(Data records)
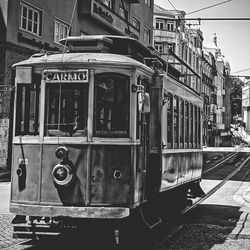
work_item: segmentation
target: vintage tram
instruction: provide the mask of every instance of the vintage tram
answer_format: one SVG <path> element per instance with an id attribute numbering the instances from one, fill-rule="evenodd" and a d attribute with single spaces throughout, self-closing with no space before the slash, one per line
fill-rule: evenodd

(Problem to work on) Format every row above as a JSON list of strings, one string per line, skipping blank lines. Leave the pictures out.

(Output)
[
  "work_item: segmentation",
  "target: vintage tram",
  "instruction: provide the mask of every instance of the vintage tram",
  "answer_format: one SVG <path> element per instance with an id attribute numbering the instances from one, fill-rule=\"evenodd\" and a d attribute with single spaces throughout, self-closing with no space before the slash, one per line",
  "fill-rule: evenodd"
]